From the line with "In this exercise you will pick out the seated" to the final line, print the records exactly as they are.

**Extracted information:**
++++
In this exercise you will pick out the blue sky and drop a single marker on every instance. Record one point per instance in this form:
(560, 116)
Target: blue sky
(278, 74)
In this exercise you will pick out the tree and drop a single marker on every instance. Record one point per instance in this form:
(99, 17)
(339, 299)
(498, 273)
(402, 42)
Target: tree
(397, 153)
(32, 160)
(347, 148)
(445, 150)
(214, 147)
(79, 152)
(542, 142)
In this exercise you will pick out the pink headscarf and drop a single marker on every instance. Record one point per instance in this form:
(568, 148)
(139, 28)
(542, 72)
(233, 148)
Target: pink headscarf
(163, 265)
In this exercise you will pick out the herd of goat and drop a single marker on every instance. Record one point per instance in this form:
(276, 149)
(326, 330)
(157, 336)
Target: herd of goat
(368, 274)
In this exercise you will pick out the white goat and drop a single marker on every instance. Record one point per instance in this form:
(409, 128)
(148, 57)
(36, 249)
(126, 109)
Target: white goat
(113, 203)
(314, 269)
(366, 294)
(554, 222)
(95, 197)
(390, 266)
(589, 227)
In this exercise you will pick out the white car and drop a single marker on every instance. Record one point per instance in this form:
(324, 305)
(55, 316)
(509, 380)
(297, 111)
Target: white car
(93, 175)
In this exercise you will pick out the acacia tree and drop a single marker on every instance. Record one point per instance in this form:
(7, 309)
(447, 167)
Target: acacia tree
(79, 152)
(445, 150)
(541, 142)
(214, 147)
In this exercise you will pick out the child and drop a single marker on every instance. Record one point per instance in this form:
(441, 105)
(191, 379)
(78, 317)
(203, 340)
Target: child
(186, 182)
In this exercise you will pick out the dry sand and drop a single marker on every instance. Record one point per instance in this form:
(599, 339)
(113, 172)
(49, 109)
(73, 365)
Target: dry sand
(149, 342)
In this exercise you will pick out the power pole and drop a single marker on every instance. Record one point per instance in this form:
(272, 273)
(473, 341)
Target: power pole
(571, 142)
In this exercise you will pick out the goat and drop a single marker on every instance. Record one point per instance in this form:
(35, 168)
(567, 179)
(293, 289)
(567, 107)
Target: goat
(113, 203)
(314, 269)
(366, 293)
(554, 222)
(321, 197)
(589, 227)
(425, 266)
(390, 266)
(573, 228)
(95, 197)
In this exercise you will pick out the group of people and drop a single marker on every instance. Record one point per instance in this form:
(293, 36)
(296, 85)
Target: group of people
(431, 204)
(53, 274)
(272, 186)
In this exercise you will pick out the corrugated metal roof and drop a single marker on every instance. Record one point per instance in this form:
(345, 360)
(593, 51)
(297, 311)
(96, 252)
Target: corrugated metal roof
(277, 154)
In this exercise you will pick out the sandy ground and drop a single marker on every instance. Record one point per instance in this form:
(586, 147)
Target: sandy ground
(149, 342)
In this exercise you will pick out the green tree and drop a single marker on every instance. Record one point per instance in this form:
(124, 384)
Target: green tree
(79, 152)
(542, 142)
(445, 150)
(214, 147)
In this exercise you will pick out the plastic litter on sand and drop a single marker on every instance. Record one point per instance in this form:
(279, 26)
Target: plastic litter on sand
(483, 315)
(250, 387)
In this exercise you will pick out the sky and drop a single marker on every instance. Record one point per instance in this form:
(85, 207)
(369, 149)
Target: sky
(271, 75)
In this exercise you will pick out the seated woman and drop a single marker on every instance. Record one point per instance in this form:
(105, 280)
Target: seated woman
++++
**Expected answer:**
In this exercise you will pick out the seated woman and drop a single marker on every instance. Record one point per instance in this form:
(105, 280)
Target: seated woman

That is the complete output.